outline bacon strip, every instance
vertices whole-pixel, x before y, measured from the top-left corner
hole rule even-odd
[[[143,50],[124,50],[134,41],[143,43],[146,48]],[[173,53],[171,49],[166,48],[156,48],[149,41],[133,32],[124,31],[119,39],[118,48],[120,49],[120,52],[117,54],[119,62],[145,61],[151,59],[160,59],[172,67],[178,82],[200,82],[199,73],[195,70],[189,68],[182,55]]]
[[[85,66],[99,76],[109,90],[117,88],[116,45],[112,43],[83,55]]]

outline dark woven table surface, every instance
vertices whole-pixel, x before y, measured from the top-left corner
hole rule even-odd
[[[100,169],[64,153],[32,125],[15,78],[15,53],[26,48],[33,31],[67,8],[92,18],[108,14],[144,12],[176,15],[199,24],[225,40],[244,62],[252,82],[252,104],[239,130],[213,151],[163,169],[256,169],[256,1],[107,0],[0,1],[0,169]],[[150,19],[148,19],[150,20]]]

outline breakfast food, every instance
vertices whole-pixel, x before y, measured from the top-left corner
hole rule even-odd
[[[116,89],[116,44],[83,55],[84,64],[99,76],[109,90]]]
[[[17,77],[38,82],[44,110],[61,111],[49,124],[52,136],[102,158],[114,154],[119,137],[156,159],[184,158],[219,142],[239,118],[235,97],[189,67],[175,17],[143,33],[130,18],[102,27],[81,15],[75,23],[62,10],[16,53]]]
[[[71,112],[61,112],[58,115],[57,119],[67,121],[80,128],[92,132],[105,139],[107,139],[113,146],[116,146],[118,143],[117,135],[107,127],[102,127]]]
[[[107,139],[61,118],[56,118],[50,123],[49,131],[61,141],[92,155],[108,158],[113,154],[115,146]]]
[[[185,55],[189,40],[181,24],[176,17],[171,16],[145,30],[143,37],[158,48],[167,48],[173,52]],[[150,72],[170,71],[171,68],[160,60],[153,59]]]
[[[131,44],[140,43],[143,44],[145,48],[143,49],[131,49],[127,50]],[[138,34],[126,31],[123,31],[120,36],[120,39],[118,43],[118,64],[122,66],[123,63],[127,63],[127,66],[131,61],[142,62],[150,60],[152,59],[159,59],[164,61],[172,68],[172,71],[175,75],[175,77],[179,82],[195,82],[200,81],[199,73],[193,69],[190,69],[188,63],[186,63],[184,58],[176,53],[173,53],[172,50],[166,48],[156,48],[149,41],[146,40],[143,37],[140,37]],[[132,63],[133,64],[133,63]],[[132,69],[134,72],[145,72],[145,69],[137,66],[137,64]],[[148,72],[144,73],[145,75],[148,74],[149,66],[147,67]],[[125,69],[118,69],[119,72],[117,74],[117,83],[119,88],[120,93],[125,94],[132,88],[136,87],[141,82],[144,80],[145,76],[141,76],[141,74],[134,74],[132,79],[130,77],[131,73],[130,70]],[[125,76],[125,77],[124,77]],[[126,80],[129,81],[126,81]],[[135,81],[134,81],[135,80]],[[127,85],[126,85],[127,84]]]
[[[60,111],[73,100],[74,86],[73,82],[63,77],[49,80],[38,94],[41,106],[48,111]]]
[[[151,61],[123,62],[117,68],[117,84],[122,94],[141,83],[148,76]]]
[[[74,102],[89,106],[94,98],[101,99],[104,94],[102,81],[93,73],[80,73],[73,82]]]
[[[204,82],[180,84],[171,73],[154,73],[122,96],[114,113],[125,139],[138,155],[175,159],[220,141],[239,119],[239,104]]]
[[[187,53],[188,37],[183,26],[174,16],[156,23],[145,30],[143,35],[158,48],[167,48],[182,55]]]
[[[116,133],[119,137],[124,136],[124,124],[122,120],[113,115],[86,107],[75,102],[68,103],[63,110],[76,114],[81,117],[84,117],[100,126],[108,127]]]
----------
▸ WHAT IS NEEDED
Return every line from the first one through the line containing "[[[85,66],[99,76],[109,90],[117,88],[116,45],[112,43],[83,55]]]", both included, reproducing each without alteration.

▸ ANSWER IN FULL
outline bacon strip, every instance
vertices whole-pixel, x before y, measured from the top-left corner
hole rule even-odd
[[[143,50],[124,50],[134,41],[143,43],[146,48]],[[173,53],[171,49],[166,48],[156,48],[149,41],[133,32],[124,31],[119,39],[118,48],[120,49],[120,52],[117,54],[119,62],[145,61],[151,59],[160,59],[172,67],[178,82],[200,82],[199,73],[195,70],[189,68],[182,55]]]
[[[85,66],[99,76],[109,90],[117,88],[116,45],[112,43],[83,55]]]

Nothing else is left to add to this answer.